Atkinson's Most Verbally Funny Role
Unlike Mr. Bean, Johnny English speaks — constantly and with absolute, delusional confidence. This allows Atkinson to deploy a completely different comic toolbox: the verbal swagger, the unshakeable conviction in his own genius, the smooth pivot from catastrophic error to confident denial. For fans who know him only as Bean, English is a revelation of what the man can do with actual dialogue.
John Malkovich Is a Perfect Villain
Malkovich commits to Pascal Sauvage with total theatrical sincerity — his accent is an engineering marvel of deliberate wrongness, his schemes are magnificently overblown, and his contempt for England is delivered with such relish that you half-want him to succeed. A great comedy villain is one who takes the absurdity completely seriously, and Malkovich never blinks. It is one of his most entertaining performances.
The Accidental Surgery Scene Is Unforgettable
The film's comic high point — in which a drugged English is wheeled into an operating theatre and very nearly performs surgery on an unconscious patient before Bough intervenes — builds with perfect comic logic from a completely absurd premise. It is exactly the kind of sustained, escalating set-piece that separates good slapstick from great slapstick: every beat is worse than the last, and every beat is earned.
Cast & Crew
Director
Peter Howitt
Screenplay
Neal Purvis, Robert Wade & William Davies
Producer
Working Title / Universal
Johnny English
Rowan Atkinson
Pascal Sauvage
John Malkovich
Lorna Campbell
Natalie Imbruglia
Bough
Ben Miller
Pegasus
Tim Pigott-Smith
Original Score
Edward Shearmur
Official Trailer
© Working Title Films / Universal Pictures. Trailer embedded via YouTube.
Frequently Asked Questions
Is Johnny English connected to Mr. Bean?
The two characters are entirely separate creations — Johnny English is not Mr. Bean in a suit, though both are played by Rowan Atkinson and share a broad comic DNA of monumental incompetence. English originated as a character in a series of Barclaycard television commercials in the early 1990s, in which Atkinson played an inept spy whose gadgets inevitably backfired. Working Title developed that character into a feature film, expanding his world and giving him actual dialogue. The key distinction is that Bean communicates almost entirely through physical performance, while English is a garrulous, verbally confident character whose words only deepen the comedy of his actions.
Why did the film get poor reviews but still become a hit?

PROMPT 1: According to the review, why does playing Johnny English let Atkinson use a different comic toolbox than he does as Mr. Bean?
PROMPT 2: Repeat the part of the review starting at "The Accidental Surgery" and ending at "beat is earned.".

(Collected data)
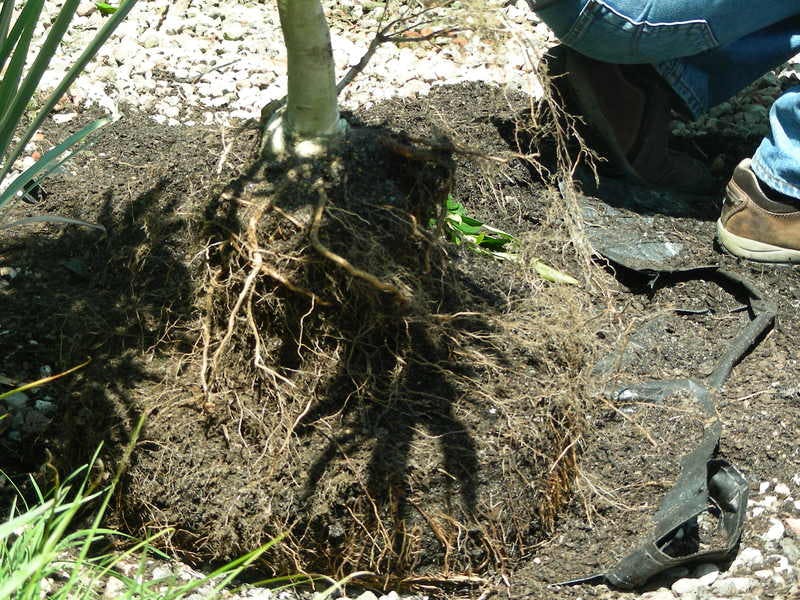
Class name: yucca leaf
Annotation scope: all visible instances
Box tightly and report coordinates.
[0,0,14,60]
[0,0,80,171]
[0,0,44,126]
[0,0,35,74]
[0,117,111,209]
[0,0,137,181]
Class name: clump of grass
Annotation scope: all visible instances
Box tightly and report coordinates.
[0,421,284,600]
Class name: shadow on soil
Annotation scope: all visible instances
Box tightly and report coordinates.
[0,86,592,585]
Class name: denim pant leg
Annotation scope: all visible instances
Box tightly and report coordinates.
[752,86,800,200]
[540,0,800,199]
[656,17,800,199]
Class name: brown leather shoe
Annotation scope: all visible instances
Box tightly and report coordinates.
[546,46,714,194]
[717,158,800,263]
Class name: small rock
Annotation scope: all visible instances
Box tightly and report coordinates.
[769,575,786,588]
[767,554,794,577]
[761,518,786,542]
[693,563,719,586]
[731,548,764,571]
[753,569,775,580]
[222,21,244,42]
[103,577,125,600]
[711,577,756,596]
[139,29,161,48]
[781,538,800,565]
[661,567,690,579]
[671,577,704,596]
[639,589,675,600]
[773,483,792,496]
[784,519,800,539]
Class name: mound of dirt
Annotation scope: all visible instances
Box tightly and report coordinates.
[0,86,593,584]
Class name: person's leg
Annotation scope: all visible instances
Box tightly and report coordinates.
[654,15,800,116]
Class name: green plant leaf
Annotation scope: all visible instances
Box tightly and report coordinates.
[532,258,580,285]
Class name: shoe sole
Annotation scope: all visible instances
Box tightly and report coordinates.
[717,219,800,265]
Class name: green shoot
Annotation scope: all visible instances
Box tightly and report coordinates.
[428,195,579,285]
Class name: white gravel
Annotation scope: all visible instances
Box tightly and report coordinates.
[31,0,551,125]
[14,0,800,600]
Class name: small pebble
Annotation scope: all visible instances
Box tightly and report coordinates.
[671,577,705,596]
[731,548,764,571]
[773,483,792,496]
[761,518,786,542]
[784,519,800,539]
[711,577,757,596]
[639,589,675,600]
[693,563,719,586]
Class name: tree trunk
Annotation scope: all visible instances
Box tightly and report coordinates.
[267,0,344,154]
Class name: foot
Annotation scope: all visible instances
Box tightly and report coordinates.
[717,158,800,263]
[548,46,714,194]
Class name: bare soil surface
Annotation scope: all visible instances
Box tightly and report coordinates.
[0,84,800,597]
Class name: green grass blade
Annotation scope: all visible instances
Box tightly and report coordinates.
[0,0,14,54]
[0,0,44,124]
[0,0,137,181]
[0,0,74,169]
[0,0,35,75]
[0,117,111,209]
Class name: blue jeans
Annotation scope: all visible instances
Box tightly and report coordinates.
[539,0,800,199]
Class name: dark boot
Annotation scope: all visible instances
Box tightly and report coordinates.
[547,46,714,194]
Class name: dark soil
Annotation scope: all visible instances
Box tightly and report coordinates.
[0,85,800,597]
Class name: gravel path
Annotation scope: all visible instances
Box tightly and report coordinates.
[10,0,800,600]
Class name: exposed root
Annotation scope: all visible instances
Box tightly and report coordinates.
[308,181,411,304]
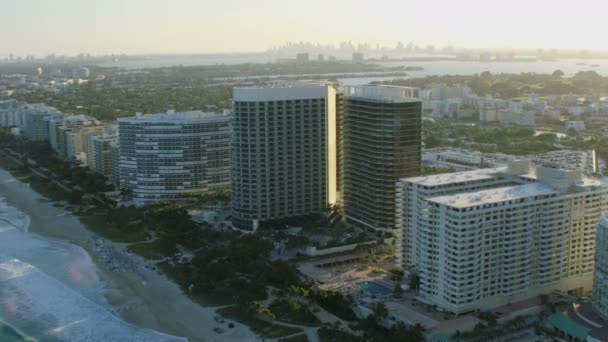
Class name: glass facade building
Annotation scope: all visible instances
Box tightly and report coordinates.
[231,85,337,230]
[339,86,422,231]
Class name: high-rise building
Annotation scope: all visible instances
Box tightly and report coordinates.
[110,141,120,189]
[593,216,608,320]
[92,135,118,179]
[340,86,422,230]
[118,111,230,201]
[231,85,337,230]
[396,161,608,314]
[0,100,20,127]
[19,104,62,141]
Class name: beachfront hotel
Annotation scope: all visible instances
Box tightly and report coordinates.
[118,111,230,201]
[231,84,337,230]
[396,161,608,314]
[340,86,422,231]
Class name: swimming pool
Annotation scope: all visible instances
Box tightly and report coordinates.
[359,281,393,296]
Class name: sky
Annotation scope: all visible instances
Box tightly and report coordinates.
[0,0,608,57]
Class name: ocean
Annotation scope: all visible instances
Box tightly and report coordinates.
[0,199,185,342]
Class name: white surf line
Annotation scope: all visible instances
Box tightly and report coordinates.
[572,303,603,328]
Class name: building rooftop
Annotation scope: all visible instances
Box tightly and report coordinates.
[344,85,420,102]
[428,183,557,208]
[118,111,228,123]
[403,167,507,186]
[234,83,328,102]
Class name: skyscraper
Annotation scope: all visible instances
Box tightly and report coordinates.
[231,85,337,230]
[397,161,608,314]
[118,111,230,201]
[340,86,422,230]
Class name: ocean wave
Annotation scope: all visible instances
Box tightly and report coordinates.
[0,202,186,342]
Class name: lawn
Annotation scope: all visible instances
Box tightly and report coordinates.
[217,305,302,338]
[80,215,149,244]
[268,300,322,327]
[129,239,177,260]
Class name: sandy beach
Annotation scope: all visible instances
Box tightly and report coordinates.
[0,169,256,341]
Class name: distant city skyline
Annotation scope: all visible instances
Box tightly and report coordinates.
[0,0,606,58]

EXERCISE RESPONSE 1: Unlike Mr. Bean, Johnny English speaks constantly and with absolute, delusional confidence. That lets Atkinson draw on verbal swagger, an unshakeable conviction in his own genius, and a smooth pivot from catastrophic error to confident denial.

EXERCISE RESPONSE 2:
The Accidental Surgery Scene Is Unforgettable
The film's comic high point — in which a drugged English is wheeled into an operating theatre and very nearly performs surgery on an unconscious patient before Bough intervenes — builds with perfect comic logic from a completely absurd premise. It is exactly the kind of sustained, escalating set-piece that separates good slapstick from great slapstick: every beat is worse than the last, and every beat is earned.